* **Given task**
Please rescale the data from the line with "Target: gold satin ribbon" up to and including the line with "point(918, 434)": rewrite all of those lines, requests included, multiplying every pixel coordinate in the answers by 1.9 and rounding to whole numbers, with halves rounded up. Give only those lines, and leave the pictures out.

* **Given records**
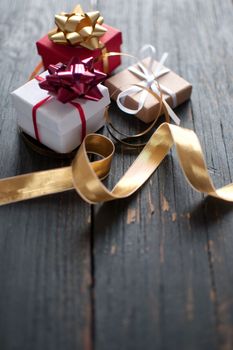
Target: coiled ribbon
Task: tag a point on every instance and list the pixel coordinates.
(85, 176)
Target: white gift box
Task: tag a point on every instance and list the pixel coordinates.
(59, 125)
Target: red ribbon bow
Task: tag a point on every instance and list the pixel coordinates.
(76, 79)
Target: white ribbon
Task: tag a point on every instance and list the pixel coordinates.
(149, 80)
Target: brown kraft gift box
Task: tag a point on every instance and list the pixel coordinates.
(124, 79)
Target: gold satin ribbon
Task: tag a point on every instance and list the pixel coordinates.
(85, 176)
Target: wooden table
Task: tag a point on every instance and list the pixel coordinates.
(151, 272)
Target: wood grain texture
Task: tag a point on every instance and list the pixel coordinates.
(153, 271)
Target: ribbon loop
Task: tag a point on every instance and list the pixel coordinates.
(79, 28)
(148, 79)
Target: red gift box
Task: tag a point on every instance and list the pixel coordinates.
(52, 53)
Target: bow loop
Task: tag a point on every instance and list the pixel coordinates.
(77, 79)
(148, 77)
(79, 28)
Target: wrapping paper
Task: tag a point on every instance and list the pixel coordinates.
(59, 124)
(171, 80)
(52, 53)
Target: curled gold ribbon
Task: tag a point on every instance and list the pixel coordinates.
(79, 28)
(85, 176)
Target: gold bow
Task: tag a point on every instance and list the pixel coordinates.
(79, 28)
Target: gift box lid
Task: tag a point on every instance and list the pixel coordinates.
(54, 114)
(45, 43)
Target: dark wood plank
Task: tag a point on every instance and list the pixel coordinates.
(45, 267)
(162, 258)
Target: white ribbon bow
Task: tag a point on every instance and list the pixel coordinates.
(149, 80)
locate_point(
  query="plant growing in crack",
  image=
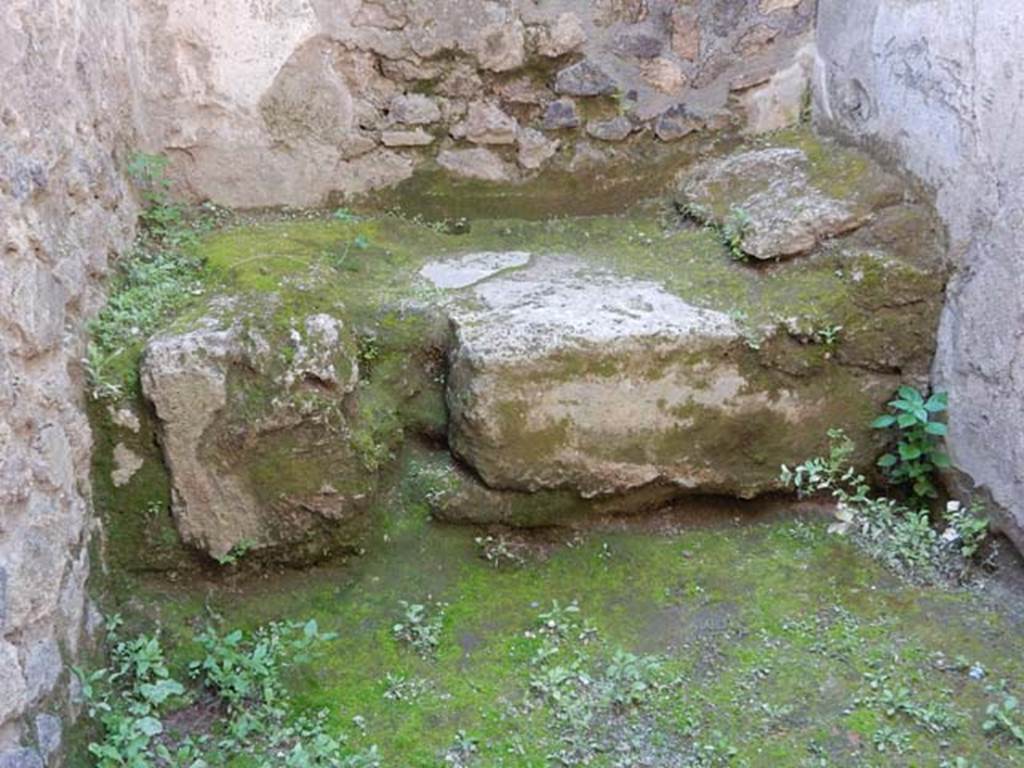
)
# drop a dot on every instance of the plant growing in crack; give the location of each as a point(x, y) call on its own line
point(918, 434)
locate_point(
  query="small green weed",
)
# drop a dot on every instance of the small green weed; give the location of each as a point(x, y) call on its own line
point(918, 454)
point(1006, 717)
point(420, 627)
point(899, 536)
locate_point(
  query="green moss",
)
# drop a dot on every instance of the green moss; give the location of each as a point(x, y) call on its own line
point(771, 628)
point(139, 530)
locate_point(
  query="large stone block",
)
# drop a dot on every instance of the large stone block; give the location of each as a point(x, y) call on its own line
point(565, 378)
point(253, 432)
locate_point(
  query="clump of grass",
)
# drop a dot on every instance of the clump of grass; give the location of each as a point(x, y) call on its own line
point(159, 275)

* **Reply**
Target: gold satin ribbon
Task: tag a point on every instance and list the pixel coordinates.
(162, 334)
Target: wooden table
Task: tag a point on every instance and list the pixel coordinates.
(287, 517)
Target: wood grain texture
Task: tag a point on every instance and list the pixel coordinates.
(291, 515)
Target: ribbon loop
Task: tag a point on every instance and list the pixel coordinates.
(150, 53)
(281, 150)
Target: red gift box
Task: tag a point on every instance and list the pixel coordinates.
(99, 101)
Target: bow loop
Task: tag a point on every instance and list the pixel coordinates.
(146, 150)
(281, 146)
(150, 53)
Target: wrapping paper
Task: tag a point on every instance and list the pixel coordinates.
(112, 236)
(325, 152)
(99, 101)
Target: curled gold ribbon
Task: tag a point on every instance and list the pixel coordinates.
(150, 53)
(162, 334)
Target: gold bow
Task: tag a point on every instance and list the pixel coordinates.
(150, 53)
Target: gift box lid
Task: tag a point on every instance and list the pixel coordinates.
(103, 217)
(86, 82)
Target: dark wood plank
Task: tag a point on every instance and list the pixel coordinates.
(86, 507)
(308, 490)
Target: white ribbon bow
Task: tag a point on every instance and list the pixel coordinates.
(283, 152)
locate_point(
  query="plant growing in crack",
  image=
)
# drop a dot on every instance of the plant growing in crack; give the location of each as a point(x, y) call on its own line
point(1744, 825)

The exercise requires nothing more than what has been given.